■ TEXTO PROPORCIONADO:
━━━━━━━━

Estas frases me resucitan y vuelvo al presente, al de mi adultez, a las cuadrículas blancas que adornan el falso techo de la consulta y a la lámpara que me ha estado enfocando esta tarde como si yo fuera un espécimen a analizar.


Resulta que estoy en el dentista. Debo de llevar aquí una hora y media y, por alguna extraña asociación de ideas, he viajado desde el ruido del taladro en mi boca hasta aquella pobre familia que un día conocimos hace ya cuarenta y tantos años. Si lo que mi mente pretendía era zafarse del miedo al dentista, a fe que lo ha conseguido.
Salgo de la clínica como quien sale de su niñez, con la sensación de haber perdido todos mis juguetes. Tengo grabada la imagen de aquel señor tuerto y enfermo, aquel padre de familia perdido dentro de su gabardina y de su vida. Doy por sentado que él y su mujer eran mucho más jóvenes de lo que yo soy ahora y me alivia creer (me obligo a que me alivie, necesito creer) que aquella juventud les habrá concedido, quizás, ojalá, un futuro largo y un destino a su altura.

Ningún padre debería verse en la desesperación de no poder alimentar a sus hijos, y ningún hijo debería ver llorar a sus padres por ese motivo. 
Sigo admirando la educación y los modales que brillaban en la oscuridad de aquella nave, esa decencia que no entiende de clases sociales, y me reafirmo en que no hay mayor pobreza que la espiritual, porque es la que no tiene remedio.


Nunca olvidé aquel episodio, aunque no sé si lo he llegado a contar alguna vez. 
De camino a mi casa, con la memoria en carne viva y media boca anestesiada, me pregunto qué habrá sido de ellos, quiénes eran realmente, de dónde provenían y qué o quién les falló. 
De camino a mi casa, como el novicio Adso de Melk en la película, me pregunto cuál sería el nombre de la rosa, el de aquella niña tan mona que podría haber sido mi amiga, el nombre de sus padres, el nombre de todos ellos."

━━━━━━━━

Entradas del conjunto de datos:
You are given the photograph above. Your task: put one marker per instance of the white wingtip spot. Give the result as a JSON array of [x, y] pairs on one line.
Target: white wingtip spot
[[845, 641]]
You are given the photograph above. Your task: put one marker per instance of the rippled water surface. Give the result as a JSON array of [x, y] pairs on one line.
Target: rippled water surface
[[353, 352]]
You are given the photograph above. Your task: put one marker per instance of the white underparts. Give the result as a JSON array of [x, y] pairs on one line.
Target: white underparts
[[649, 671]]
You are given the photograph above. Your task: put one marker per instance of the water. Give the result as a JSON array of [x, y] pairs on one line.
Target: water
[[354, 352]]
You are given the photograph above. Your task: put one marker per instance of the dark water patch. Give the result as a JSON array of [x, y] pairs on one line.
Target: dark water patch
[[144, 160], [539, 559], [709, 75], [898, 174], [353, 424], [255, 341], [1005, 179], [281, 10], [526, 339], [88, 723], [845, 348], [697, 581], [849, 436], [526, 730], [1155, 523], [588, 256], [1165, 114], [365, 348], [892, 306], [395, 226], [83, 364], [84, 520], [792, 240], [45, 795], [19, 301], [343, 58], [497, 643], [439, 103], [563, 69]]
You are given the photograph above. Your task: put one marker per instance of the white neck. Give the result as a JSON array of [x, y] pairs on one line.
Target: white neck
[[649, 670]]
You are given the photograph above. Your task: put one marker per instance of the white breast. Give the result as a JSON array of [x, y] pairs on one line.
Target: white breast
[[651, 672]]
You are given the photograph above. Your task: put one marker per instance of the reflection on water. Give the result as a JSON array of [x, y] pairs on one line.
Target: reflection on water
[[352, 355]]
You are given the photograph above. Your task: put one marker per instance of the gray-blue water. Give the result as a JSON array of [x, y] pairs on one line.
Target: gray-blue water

━━━━━━━━

■ TAREA PROPUESTA:
Responde, a partir del texto sobre la visita al dentista, estas preguntas:
1. ¿Cuánto tiempo calcula la voz narradora que lleva en la consulta?
2. ¿Cómo describe al padre de familia cuya imagen le queda grabada?
3. ¿Con qué personaje de película se compara de camino a casa?
Para resolver la tarea no hace falta consultar el material.

■ RESPUESTA:
1. Una hora y media.
2. Como un señor tuerto y enfermo, perdido dentro de su gabardina y de su vida.
3. Con el novicio Adso de Melk.